— 提供テキスト —
* * * *
人類最大の妄想「空を飛びたい」
今は無理だけれども、こんなことができたら便利なのに。
自分の手で、今の常識を超えるものを作り出したい。
人類発展の大きな原動力になったのは、人々のこのような妄想だ。
太古の昔から、人類の最大の夢は「鳥のように空を自由に飛びたい」でした。
おそらく、数百万年前に人類の祖先が初めて登場した時から願っていたでしょう。旧石器時代の祖先も、マンモスと戦いながら「空から攻撃できれば、もっと狩りが楽になるのに」と思っていたに違いありません。
けれど、残念ながら文字の発明前なので、詳細な記録は残っていません。
古代の人たちの「空を飛ぶ夢」が語られたものの中では、ギリシア神話のイカロスの話が有名です。ギリシア神話の成立は紀元前15世紀頃と見られています。初期は口承され、紀元前8世紀頃からは文字記録も残されるようになりました。
イカロスの神話は、このような内容です。
牛頭人身の怪物ミノタウロスの住む迷宮の攻略法をアリアドネーに教えたことで王の不興を買ったダイダロスとその息子イカロスは、塔に幽閉される。ダイダロスは腕の良い大工だったので、鳥の羽根を蜜蝋で固めて人間用の翼をつくり、脱出を試みる。
ダイダロスはイカロスに『羽根をくっつけている蝋は、海面に近づきすぎると湿気でバラバラになる。太陽に近づきすぎると熱で溶けてしまう』と忠告する。しかし、イカロスは自由自在に空を飛んでいるうちに太陽にも到達できると考えて、太陽神ヘリオス(アポロン)に向かって飛んで行く。その結果、太陽の熱で蝋を溶かされ墜落死した。
この話は、後世の人が「科学技術への批判や人間の傲慢さを戒める意味合いが含まれている」と解釈しています。
けれど、悲しいかな、問題はそこではありません。
「ヒトは腕の力だけで体を浮かせるには重すぎる」のです。
このお話では、イカロスがうまく飛べなかったのは蝋が溶けたせいとされていますが、超軽量金属をハンダ付けして人工の翼を作ったとしても「無理なものは無理」だったでしょう。
それでも、鳥のように羽ばたけば飛べると考える人は後を絶ちませんでした。バードマン、タワージャンパーなどと呼ばれた勇猛果敢な素人は、世界各国、長年にわたって出現し、ある者は命を落とし、ある者は大怪我し、ほんの少数が奇跡的に無傷で着地しました。
「どうやら人間が人力で空を飛ぶためには、手の羽ばたきでは無理のようだ。ならば、カモメやトンビのように翼を広げたまま空を舞えばよいのではないか」
ようやくそのような考えに至り、科学技術を駆使して実践しようと考えたのが、「航空学の父」と呼ばれるイギリスの工学者ジョージ・ケイリー(1773-1857)です。
羽ばたきをせずに、翼を広げたまま空を滑るように飛ぶことを滑空と言います。後の研究で、滑空飛行は少ないエネルギーで長距離を飛べることが分かりました。ただし、高度を保つのが難しいため、滑空中の鳥は上昇気流を上手く利用しています。鳥の多くは「羽ばたき飛行」と「滑空飛行」を使い分け、効率的な飛行を行っています。
* * * *
— 情報の活用 —
1 – 空を飛ぶ夢の文章で、イカロスの神話の紹介に出てくる固有の名前をすべて挙げると何になりますか？
2 – 空を飛ぶ夢の文章を2文で要約するとどうなりますか？
3 – 空を飛ぶ夢の文章を、最後の文の続きから書き進めてください。
* * * *
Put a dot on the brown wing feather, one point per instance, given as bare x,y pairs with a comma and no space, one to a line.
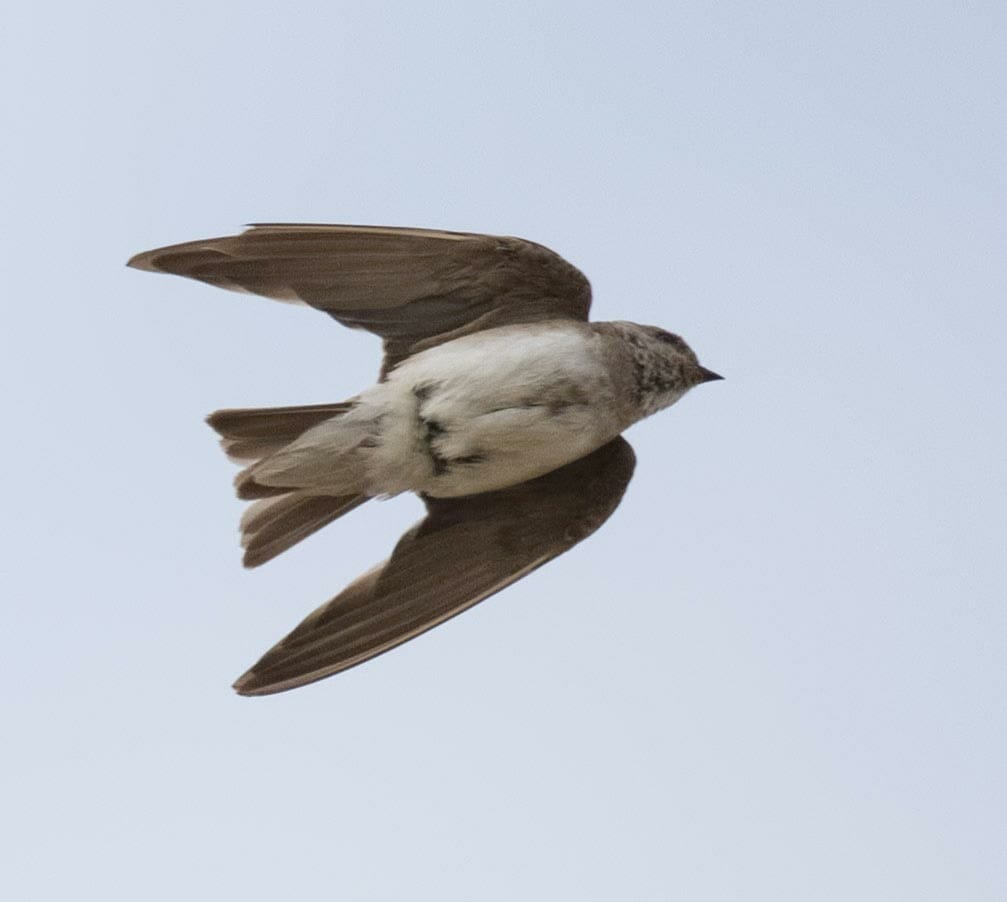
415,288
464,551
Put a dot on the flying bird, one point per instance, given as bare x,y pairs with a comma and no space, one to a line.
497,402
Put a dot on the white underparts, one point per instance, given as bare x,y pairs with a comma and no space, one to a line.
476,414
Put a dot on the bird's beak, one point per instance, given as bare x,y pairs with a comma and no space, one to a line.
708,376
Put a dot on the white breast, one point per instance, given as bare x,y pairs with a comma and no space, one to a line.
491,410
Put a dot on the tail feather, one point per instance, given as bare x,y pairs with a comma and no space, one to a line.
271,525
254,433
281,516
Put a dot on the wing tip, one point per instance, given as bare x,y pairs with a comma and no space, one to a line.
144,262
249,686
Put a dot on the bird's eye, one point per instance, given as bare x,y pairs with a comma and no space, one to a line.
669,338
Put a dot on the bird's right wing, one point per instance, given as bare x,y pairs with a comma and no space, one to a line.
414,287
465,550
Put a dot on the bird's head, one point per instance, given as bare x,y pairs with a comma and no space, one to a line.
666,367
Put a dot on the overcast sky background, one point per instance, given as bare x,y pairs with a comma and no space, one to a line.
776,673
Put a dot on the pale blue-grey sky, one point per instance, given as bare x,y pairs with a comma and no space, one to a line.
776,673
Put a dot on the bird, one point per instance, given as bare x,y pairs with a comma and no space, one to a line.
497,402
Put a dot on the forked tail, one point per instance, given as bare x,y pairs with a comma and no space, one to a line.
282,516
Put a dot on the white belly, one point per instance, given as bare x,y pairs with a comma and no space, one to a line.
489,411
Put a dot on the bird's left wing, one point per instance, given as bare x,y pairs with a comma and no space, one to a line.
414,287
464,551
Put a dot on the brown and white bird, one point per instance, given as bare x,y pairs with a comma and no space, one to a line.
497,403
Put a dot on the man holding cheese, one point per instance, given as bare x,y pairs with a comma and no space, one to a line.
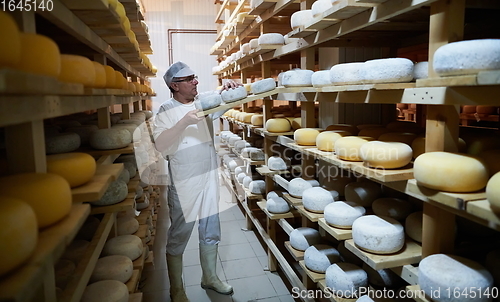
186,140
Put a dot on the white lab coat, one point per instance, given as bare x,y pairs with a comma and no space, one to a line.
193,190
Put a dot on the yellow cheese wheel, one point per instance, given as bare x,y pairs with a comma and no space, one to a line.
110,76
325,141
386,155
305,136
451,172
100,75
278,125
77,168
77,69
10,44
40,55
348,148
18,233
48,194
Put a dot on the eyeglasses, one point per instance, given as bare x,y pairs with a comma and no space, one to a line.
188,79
* * * *
— 演習の結果 —
1 – ミノタウロス、アリアドネー、ダイダロス、イカロス、ヘリオス(アポロン)

2 – 人類は太古から鳥のように空を飛ぶことを夢見てきましたが、ギリシア神話のイカロスの話に語られるような羽ばたきによる飛行は、ヒトが腕の力だけで体を浮かせるには重すぎるため無理でした。そこで翼を広げたまま空を舞えばよいという考えに至り、科学技術を駆使して実践しようとしたのが、「航空学の父」と呼ばれるイギリスの工学者ジョージ・ケイリーです。

3 –
ケイリーは、羽を広げた形のままの固定翼を使った有人グライダーを考案し、1804年頃までに模型の試験飛行を成功させました。その後、ドイツの技術者であるオットー・リリエンタール(1848-1896)は固定翼のグライダーで飛行実験を繰り返しました。1891年には25メートル程だった飛距離が93年には250メートルになりました。
リリエンタールの記録に触発されたアメリカの自転車屋のライト兄弟(兄ウィルバー1867-1912、弟オーヴィル1871-1948)は、初めはグライダーで飛行実験していましたが、その後、動力付き飛行機の開発に注力し、1903年に12馬力のエンジンを搭載したプロペラ飛行機で人類初の有人動力飛行を成功させました。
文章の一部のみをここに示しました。